Records from a data collection:
* begin *

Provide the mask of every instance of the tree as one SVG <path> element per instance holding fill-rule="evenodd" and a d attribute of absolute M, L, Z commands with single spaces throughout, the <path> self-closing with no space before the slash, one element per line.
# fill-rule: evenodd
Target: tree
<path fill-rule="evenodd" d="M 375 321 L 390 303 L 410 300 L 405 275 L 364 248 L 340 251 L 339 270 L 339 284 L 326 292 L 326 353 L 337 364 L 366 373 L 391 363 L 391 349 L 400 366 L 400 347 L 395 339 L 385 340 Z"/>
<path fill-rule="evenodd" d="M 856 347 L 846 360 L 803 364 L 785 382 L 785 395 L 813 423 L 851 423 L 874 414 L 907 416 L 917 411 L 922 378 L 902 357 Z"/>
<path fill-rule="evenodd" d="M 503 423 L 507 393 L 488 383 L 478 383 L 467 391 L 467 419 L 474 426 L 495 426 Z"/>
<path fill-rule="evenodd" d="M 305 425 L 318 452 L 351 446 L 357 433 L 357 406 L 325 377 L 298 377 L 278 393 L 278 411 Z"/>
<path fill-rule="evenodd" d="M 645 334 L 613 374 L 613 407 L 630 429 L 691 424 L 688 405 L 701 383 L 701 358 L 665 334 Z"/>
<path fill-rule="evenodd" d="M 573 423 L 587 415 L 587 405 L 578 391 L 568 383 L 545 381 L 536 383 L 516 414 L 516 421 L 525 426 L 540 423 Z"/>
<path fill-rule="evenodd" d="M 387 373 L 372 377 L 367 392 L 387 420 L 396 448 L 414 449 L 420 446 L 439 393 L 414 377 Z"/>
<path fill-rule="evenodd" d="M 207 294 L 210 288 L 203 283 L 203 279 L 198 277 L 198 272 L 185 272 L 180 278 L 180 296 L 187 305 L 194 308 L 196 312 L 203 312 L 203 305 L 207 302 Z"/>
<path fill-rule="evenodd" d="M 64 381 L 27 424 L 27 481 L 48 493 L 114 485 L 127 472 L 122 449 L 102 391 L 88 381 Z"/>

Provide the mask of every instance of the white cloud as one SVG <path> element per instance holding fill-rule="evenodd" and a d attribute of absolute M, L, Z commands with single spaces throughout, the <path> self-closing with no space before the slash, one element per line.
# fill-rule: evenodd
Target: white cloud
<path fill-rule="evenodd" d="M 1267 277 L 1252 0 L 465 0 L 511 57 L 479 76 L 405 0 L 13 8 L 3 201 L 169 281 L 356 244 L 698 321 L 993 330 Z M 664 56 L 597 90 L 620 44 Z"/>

* end *

### Exercise details
Put every line of the rows above into a Markdown table with two columns, No. and Line. Number each line in order and leave out the blank ones.

### Solution to this task
| No. | Line |
|---|---|
| 1 | Provide the mask of every instance of the tree as one SVG <path> element per instance holding fill-rule="evenodd" and a d attribute of absolute M, L, Z commands with single spaces throughout, the <path> self-closing with no space before the slash, one element per line. |
| 2 | # fill-rule: evenodd |
| 3 | Target: tree |
| 4 | <path fill-rule="evenodd" d="M 375 321 L 390 303 L 410 300 L 405 275 L 364 248 L 340 251 L 339 270 L 339 284 L 326 292 L 326 353 L 337 364 L 366 373 L 391 363 L 391 349 L 400 366 L 400 347 L 395 339 L 385 340 Z"/> |
| 5 | <path fill-rule="evenodd" d="M 856 347 L 846 360 L 803 364 L 785 382 L 785 395 L 813 423 L 851 423 L 874 414 L 907 416 L 917 411 L 922 378 L 902 357 Z"/> |
| 6 | <path fill-rule="evenodd" d="M 503 423 L 507 393 L 488 383 L 478 383 L 467 391 L 467 419 L 474 426 L 495 426 Z"/> |
| 7 | <path fill-rule="evenodd" d="M 305 425 L 318 452 L 351 446 L 357 433 L 357 406 L 325 377 L 298 377 L 278 393 L 278 411 Z"/> |
| 8 | <path fill-rule="evenodd" d="M 645 334 L 613 374 L 613 407 L 630 429 L 691 424 L 688 405 L 701 383 L 701 358 L 665 334 Z"/> |
| 9 | <path fill-rule="evenodd" d="M 573 423 L 587 415 L 587 405 L 578 391 L 568 383 L 545 381 L 536 383 L 516 414 L 516 421 L 525 426 L 540 423 Z"/> |
| 10 | <path fill-rule="evenodd" d="M 387 373 L 372 377 L 367 392 L 387 420 L 396 448 L 414 449 L 420 446 L 439 393 L 414 377 Z"/> |
| 11 | <path fill-rule="evenodd" d="M 207 294 L 210 288 L 203 283 L 203 279 L 198 277 L 198 272 L 185 272 L 180 278 L 180 296 L 187 305 L 194 308 L 196 312 L 203 312 L 203 305 L 207 302 Z"/> |
| 12 | <path fill-rule="evenodd" d="M 64 381 L 27 424 L 27 481 L 48 493 L 114 485 L 127 472 L 122 449 L 102 391 L 88 381 Z"/> |
| 13 | Provide the mask of every instance of the white cloud as one SVG <path> element per instance holding fill-rule="evenodd" and a d attribute of absolute M, L, Z commands with single spaces throughout, the <path> self-closing with no space before the slash, one element per line. |
| 14 | # fill-rule: evenodd |
| 15 | Target: white cloud |
| 16 | <path fill-rule="evenodd" d="M 1267 277 L 1252 0 L 465 0 L 511 57 L 479 76 L 405 0 L 13 8 L 3 201 L 169 281 L 356 244 L 698 321 L 993 330 Z M 664 56 L 597 90 L 620 44 Z"/> |